→ **Required action**:
Output the passage on the Brockton wastewater treatment plant word for word, starting with "The discharges had" and going on through "river are lower.".

Page text START

Inspections by EPA and the Massachusetts Department of Environmental Protection (DEP) and the plant's own reports document equipment failures, operator errors, chemical feed problems and chronic bypassing of treatment equipment at the plant. This has led to excessive discharges of sewage solids, bacteria, ammonia and chlorine into the river, which flows to the Matfield River which downstream becomes the Taunton River.
The discharges had the potential to cause significant aquatic ecosystem system damage and public health problems in the river, especially during the dry season when water levels in the river are lower.
"This order lays out a clear and reasonable path for the city to improve the facility's performance so Brockton-area residents can get the environmental protection they deserve," said Robert W. Varney, regional administrator of EPA's New England Office. "The city has already begun setting aside money for sewer and treatment upgrades and this order will help ensure that these improvements are realized."
Under the terms of the administrative order issued by EPA, the city must carry out a number of projects over the next four years to improve its wastewater treatment plant and sewage collection system. The projects range from replacement of aging equipment and odor control improvements to a significant upgrade of the treatment system to better remove ammonia from the plant's discharges. The order also requires the city to begin planning and design for longer-term projects necessary to upgrade its treatment plant and collection system. The dates for completion of these longer term projects will be the subject of further negotiations among EPA, DEP and the city followed by appropriate action by the agencies.

Page text END
Data section START

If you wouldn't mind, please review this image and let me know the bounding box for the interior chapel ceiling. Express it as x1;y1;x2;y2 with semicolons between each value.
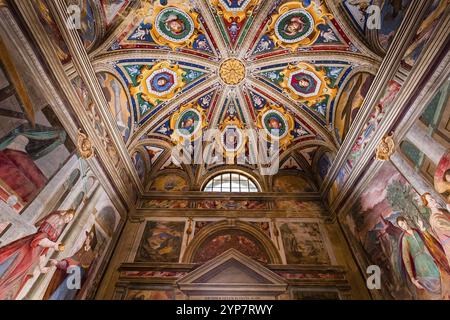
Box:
10;0;446;210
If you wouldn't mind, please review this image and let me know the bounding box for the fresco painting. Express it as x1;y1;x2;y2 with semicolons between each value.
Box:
125;289;175;300
279;222;330;264
193;229;270;263
346;162;450;299
334;73;374;143
134;221;185;262
273;175;315;192
0;56;75;212
150;174;189;191
97;72;131;142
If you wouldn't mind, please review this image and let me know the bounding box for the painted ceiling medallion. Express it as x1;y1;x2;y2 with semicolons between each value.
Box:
269;2;325;51
219;116;246;159
170;103;206;143
257;104;294;149
130;61;185;105
280;63;336;105
150;1;199;49
211;0;259;22
219;59;245;85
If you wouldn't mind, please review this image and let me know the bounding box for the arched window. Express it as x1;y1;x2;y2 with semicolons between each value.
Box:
203;173;259;192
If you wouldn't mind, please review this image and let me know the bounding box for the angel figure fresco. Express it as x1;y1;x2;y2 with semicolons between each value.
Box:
0;209;75;300
396;216;450;299
421;192;450;265
43;229;98;300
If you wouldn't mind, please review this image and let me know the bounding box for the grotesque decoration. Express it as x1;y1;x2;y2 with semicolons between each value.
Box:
376;135;395;161
77;129;94;160
130;61;185;105
281;63;337;106
434;150;450;203
211;0;259;22
219;117;246;161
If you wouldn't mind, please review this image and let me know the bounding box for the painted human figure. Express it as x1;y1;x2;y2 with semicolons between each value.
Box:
0;209;75;300
269;117;281;130
284;17;305;37
421;192;450;264
165;14;186;35
43;231;97;300
181;117;195;133
397;216;450;294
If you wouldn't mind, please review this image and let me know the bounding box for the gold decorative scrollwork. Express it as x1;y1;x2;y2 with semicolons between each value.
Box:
77;129;95;160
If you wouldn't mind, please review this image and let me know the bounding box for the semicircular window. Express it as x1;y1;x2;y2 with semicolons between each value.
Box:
203;173;259;192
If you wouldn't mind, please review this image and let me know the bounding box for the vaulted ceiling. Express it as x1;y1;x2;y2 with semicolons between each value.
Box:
23;0;422;198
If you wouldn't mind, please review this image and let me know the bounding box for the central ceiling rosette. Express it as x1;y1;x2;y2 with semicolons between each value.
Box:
91;0;380;188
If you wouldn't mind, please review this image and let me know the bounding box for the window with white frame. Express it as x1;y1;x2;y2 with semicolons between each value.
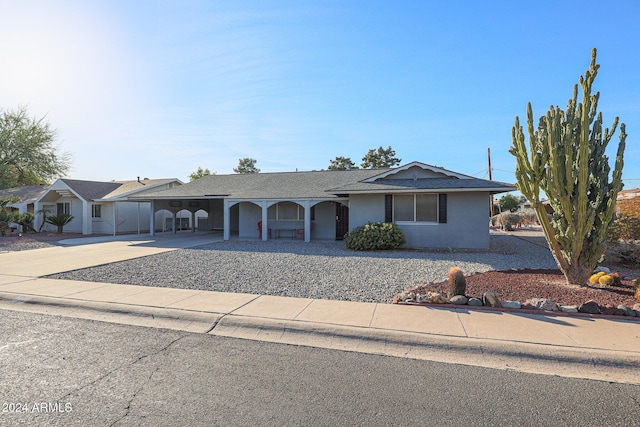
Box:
393;194;438;222
91;205;102;218
56;202;71;215
267;202;304;221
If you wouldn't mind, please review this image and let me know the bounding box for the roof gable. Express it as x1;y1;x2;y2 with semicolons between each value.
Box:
365;162;471;182
0;184;49;203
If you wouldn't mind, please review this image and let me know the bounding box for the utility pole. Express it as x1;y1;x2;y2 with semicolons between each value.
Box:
487;147;495;217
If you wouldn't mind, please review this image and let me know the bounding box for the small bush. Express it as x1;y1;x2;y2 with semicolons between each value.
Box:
498;212;522;231
447;267;467;298
344;222;406;251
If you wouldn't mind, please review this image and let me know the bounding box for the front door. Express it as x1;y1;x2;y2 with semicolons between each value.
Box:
336;203;349;240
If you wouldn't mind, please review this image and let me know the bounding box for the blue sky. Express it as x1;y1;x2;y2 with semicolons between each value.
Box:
0;0;640;188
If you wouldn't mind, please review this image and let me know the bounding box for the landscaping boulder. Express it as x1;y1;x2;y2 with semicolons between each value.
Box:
617;304;638;317
467;298;482;307
578;300;602;314
449;295;469;305
417;292;447;304
500;301;522;309
482;291;500;307
525;298;558;311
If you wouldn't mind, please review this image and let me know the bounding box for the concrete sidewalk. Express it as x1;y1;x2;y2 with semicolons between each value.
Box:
0;236;640;384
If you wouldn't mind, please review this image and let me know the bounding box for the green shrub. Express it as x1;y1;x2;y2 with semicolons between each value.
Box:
447;267;467;298
344;222;406;251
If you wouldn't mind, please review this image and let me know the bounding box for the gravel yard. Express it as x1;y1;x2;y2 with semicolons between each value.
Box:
49;234;557;302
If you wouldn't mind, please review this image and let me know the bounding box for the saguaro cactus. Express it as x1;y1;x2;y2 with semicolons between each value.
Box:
509;49;627;285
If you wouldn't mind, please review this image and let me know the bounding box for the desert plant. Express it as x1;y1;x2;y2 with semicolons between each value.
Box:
598;274;615;286
47;214;73;234
0;197;20;237
498;212;522;230
589;271;605;285
447;267;467;298
344;222;406;251
509;49;627;285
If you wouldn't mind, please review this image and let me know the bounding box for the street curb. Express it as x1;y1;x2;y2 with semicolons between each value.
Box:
0;292;640;385
209;314;640;385
0;292;223;333
392;295;640;322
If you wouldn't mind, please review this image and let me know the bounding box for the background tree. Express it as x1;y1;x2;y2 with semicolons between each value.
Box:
189;166;216;181
0;107;71;189
498;194;520;212
509;49;627;285
360;146;401;169
327;156;358;171
233;157;260;173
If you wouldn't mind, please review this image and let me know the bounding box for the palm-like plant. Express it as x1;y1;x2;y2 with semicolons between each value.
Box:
46;214;73;234
0;197;20;237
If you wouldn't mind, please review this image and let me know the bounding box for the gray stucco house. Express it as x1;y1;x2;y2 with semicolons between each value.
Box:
135;162;516;249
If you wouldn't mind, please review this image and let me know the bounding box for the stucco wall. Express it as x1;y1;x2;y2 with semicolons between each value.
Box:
349;194;384;230
239;202;262;239
311;202;336;240
349;193;489;249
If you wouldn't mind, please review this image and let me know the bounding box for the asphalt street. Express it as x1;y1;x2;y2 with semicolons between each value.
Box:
0;310;640;426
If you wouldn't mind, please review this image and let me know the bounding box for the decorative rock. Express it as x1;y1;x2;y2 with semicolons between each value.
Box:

Data section END

→ **Answer to this exercise**:
The discharges had the potential to cause significant aquatic ecosystem system damage and public health problems in the river, especially during the dry season when water levels in the river are lower.